#### Saved entries
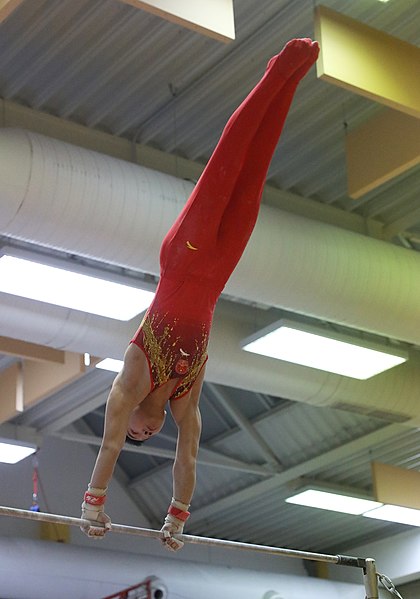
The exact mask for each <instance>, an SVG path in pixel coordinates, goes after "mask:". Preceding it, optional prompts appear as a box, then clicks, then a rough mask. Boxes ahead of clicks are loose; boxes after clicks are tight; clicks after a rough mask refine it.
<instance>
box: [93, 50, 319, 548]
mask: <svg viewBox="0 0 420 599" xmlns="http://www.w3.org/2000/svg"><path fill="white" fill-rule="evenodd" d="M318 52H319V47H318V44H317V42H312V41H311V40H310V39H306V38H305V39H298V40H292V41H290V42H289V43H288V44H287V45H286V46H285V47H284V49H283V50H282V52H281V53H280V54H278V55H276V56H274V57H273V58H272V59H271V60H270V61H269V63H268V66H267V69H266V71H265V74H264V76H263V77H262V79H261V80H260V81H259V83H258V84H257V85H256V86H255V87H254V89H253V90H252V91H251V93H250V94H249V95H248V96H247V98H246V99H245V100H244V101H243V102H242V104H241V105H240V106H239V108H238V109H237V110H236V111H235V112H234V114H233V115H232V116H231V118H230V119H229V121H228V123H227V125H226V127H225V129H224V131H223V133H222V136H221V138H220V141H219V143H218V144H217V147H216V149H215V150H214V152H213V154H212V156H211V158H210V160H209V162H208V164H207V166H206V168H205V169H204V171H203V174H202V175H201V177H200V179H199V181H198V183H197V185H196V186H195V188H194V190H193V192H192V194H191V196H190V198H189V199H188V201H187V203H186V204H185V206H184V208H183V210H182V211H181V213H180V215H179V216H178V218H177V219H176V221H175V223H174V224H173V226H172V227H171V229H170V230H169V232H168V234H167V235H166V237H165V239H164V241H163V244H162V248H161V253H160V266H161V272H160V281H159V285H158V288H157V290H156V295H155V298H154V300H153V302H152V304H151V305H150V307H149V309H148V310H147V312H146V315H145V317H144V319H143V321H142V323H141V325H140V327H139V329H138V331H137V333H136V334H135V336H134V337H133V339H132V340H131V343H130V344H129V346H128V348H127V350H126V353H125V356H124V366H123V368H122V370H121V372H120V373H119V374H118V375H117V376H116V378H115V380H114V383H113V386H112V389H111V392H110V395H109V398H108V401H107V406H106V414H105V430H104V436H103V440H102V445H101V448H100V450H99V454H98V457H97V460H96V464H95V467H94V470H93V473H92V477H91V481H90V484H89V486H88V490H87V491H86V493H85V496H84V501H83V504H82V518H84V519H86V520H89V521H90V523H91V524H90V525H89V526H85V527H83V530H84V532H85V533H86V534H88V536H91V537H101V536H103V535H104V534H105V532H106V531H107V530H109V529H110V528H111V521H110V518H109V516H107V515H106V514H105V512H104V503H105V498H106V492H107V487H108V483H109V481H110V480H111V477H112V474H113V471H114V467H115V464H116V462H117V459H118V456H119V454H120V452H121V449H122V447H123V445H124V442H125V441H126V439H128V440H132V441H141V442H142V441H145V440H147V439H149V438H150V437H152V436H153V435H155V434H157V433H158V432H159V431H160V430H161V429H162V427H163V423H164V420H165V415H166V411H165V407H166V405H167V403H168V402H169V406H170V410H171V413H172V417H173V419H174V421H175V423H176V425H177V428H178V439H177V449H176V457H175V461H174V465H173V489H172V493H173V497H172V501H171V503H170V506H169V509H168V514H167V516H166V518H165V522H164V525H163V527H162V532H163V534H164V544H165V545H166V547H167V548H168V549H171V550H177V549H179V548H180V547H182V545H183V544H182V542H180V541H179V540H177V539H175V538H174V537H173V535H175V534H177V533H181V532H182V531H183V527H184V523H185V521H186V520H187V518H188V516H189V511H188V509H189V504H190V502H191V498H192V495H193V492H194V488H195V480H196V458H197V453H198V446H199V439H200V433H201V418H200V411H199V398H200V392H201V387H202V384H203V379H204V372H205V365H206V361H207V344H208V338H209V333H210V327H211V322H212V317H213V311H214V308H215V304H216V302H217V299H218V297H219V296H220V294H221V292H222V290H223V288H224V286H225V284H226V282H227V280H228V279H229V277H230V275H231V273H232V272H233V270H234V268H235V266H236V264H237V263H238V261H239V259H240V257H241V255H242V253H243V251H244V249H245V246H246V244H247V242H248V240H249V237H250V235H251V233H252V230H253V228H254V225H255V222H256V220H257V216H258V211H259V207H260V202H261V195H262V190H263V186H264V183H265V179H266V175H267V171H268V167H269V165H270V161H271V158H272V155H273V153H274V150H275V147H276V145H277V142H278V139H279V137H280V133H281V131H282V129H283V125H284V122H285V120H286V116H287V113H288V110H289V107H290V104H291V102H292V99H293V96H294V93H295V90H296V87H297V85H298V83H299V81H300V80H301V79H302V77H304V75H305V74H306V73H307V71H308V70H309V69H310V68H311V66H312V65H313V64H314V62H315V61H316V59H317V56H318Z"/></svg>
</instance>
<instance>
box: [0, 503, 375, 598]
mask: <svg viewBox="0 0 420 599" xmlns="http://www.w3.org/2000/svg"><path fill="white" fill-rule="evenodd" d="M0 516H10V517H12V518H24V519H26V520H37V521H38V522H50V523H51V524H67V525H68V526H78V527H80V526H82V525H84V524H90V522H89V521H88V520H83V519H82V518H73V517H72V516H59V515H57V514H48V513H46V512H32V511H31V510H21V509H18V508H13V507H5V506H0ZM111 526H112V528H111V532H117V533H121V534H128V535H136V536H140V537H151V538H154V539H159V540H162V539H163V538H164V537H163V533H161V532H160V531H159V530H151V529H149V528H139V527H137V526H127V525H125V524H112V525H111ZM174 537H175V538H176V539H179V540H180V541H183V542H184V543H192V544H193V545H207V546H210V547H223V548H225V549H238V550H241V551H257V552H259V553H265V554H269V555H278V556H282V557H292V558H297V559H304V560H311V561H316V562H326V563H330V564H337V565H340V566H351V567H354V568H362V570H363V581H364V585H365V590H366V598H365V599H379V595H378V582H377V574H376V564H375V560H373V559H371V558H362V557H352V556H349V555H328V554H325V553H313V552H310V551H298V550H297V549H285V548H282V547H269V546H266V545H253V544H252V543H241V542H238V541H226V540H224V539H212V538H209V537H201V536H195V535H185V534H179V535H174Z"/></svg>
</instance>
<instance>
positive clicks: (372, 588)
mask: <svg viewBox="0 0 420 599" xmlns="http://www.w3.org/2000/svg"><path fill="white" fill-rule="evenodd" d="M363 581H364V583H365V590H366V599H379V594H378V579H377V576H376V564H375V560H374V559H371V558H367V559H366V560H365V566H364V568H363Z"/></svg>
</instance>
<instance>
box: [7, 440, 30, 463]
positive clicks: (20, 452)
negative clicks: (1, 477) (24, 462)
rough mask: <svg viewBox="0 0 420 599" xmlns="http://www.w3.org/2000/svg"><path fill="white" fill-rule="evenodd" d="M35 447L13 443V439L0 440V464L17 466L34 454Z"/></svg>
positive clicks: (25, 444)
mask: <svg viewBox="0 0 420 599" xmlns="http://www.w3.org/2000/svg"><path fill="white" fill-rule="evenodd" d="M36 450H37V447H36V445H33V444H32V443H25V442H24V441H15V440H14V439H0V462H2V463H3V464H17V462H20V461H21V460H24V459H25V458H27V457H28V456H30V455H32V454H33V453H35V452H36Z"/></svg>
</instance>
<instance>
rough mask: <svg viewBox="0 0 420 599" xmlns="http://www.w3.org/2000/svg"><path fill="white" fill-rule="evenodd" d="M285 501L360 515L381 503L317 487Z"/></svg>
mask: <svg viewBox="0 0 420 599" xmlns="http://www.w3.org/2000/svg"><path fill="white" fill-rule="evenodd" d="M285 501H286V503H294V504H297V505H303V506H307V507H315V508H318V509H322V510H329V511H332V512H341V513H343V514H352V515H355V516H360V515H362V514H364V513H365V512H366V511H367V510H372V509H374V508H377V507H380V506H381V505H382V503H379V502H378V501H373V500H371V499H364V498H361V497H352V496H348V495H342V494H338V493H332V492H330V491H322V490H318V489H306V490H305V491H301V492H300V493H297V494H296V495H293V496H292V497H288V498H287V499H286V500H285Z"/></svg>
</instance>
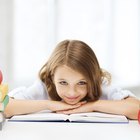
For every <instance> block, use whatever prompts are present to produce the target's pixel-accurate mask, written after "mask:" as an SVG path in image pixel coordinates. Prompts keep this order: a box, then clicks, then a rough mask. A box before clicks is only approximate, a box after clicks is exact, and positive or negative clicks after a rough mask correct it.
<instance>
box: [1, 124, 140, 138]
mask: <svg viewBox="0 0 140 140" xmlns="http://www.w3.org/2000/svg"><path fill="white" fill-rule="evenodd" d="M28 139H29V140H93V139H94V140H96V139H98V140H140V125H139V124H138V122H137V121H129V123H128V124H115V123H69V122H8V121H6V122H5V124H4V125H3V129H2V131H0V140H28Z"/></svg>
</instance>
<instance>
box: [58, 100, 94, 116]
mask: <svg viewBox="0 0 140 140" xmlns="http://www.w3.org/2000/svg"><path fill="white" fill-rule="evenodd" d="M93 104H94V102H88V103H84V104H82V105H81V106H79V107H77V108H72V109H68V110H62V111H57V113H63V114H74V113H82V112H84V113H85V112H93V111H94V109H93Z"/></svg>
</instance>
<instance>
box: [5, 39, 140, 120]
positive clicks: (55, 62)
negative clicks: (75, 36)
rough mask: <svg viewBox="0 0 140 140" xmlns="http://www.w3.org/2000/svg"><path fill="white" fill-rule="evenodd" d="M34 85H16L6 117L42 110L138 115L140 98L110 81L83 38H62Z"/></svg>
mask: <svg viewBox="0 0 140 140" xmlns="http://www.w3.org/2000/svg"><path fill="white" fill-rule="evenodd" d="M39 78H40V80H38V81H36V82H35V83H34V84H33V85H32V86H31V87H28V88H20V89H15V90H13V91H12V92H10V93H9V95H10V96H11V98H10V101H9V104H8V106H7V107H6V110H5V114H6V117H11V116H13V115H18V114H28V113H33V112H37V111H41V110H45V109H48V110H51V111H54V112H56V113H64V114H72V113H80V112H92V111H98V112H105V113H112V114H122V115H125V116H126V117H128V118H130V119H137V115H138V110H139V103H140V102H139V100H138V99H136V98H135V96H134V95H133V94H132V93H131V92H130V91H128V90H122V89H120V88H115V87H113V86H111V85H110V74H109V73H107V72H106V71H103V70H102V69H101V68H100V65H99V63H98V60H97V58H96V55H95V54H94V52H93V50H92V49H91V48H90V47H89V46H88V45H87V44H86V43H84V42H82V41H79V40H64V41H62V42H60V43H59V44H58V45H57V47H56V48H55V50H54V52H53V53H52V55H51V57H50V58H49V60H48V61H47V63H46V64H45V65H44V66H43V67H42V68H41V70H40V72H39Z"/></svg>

#### AIM OF THE EXERCISE
Show the lines of the entries that include the string "exact", copying each in full.

#### RESPONSE
The exact mask for each <instance>, an SVG path in pixel coordinates, goes after "mask:". Preceding it, optional prompts appear as a box, then clicks, then a rough mask. Boxes ahead of clicks are loose; boxes after clicks are tight; clicks after a rough mask refine it.
For every <instance> block, use whatever prompts are present to produce the target's pixel-accurate mask, written after "mask:" as an SVG path in image pixel coordinates. Prompts keep this order: a box, then clicks, then a rough mask. A box before clicks is only approximate, a box after clicks is exact, and positive or negative clicks after a rough mask correct it.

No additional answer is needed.